Concurrency, queues and scaling: agents are jobs, not requests.
An HTTP handler that holds a connection open for a 40-minute agent loop is a design error you will discover under load. Agents are long-running, bursty, stateful, and expensive per unit of work — that profile is a batch job, and the operational shape that survives production is a queue with workers, per-tenant limits, and fan-out you can afford. This essay is about that shape.
The request/response framing breaks at the first concurrency spike.
Synchronous "POST /agent, await result" couples three things that have wildly different time constants: the client's patience (seconds), the agent's runtime (minutes), and your capacity (fixed). Under a burst, every slow agent pins a worker thread and a socket; the pool exhausts; healthy short requests queue behind 30-minute ones; load balancers time out and clients retry, multiplying the very load that is failing you. The fix is not a bigger thread pool; it is decoupling acceptance from execution.
The durable submission pattern: the API call enqueues a run and returns a run_id immediately. Workers pull from the queue and execute against the durable journal (see durable-state-and-resumability). The client polls or subscribes for completion. Acceptance is O(milliseconds) and never blocked by execution depth.
Queue + workers is the reference architecture.
# api: accept fast, never block on the loop def submit(req): run_id = new_id() journal.record(run_id, 0, "PLAN", req) queue.enqueue("agent-runs", run_id, tenant=req.tenant, priority=req.tier) return {"run_id": run_id, "status": "queued"} # worker: bounded concurrency, lease + heartbeat async def worker(slot): while True: job = await queue.lease("agent-runs", ttl=120) async with heartbeat(job): # renew lease while alive await run_loop(job.run_id) # resumable; safe to redeliver queue.ack(job)
The non-negotiable properties: leases with heartbeats (a dead worker's job becomes redeliverable, not lost — and because the run is resumable, redelivery is correct, not a duplicate), bounded worker concurrency (a fixed number of in-flight loops per worker, sized to provider rate limits and memory, not "as many as arrive"), and visibility (queue depth and oldest-message-age are your true load signal — not CPU).
Scale workers off queue depth and age, not CPU. An agent worker is mostly blocked on model and tool latency; CPU stays low while latency explodes. Autoscaling on CPU will under-provision exactly when you are drowning. Alert on oldest-message-age crossing your SLA.
Per-tenant concurrency limits, or one customer is everyone's outage.
A single global queue is a noisy-neighbor incident waiting to happen: one tenant submitting 5,000 runs starves every other tenant and burns the shared provider rate limit, turning their isolated burst into your platform-wide latency spike. You need fairness, enforced as a per-tenant in-flight cap, not just a global one.
# fair dispatch: cap concurrent runs per tenant def dispatchable(job): inflight = counter.get("inflight", job.tenant) cap = plan_limit(job.tenant) # e.g. free=2, pro=20 if inflight >= cap: queue.requeue(job, delay=backoff) # yield, don't drop return False counter.incr("inflight", job.tenant) return True
Implement this as work-stealing across per-tenant sub-queues, or a global queue with an admission gate as above. The cap is a product decision (plan tiers) and a safety device: it bounds the blast radius of one tenant's runaway loop (see incident-response-for-agents).

*Your task*.
Answer these from the essay on agent queues above:
1. In the durable submission pattern, what does the API call return immediately?
2. Which two measures does the essay name as the true load signal?
3. What example per-tenant caps does it give for the free and pro plans?

*Collected data*.
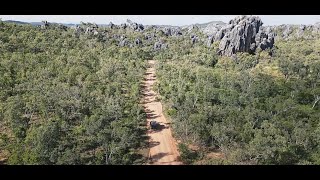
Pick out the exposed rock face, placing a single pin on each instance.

*Response to the task*.
1. A run_id.
2. Queue depth and oldest-message-age.
3. Free is capped at 2 and pro at 20.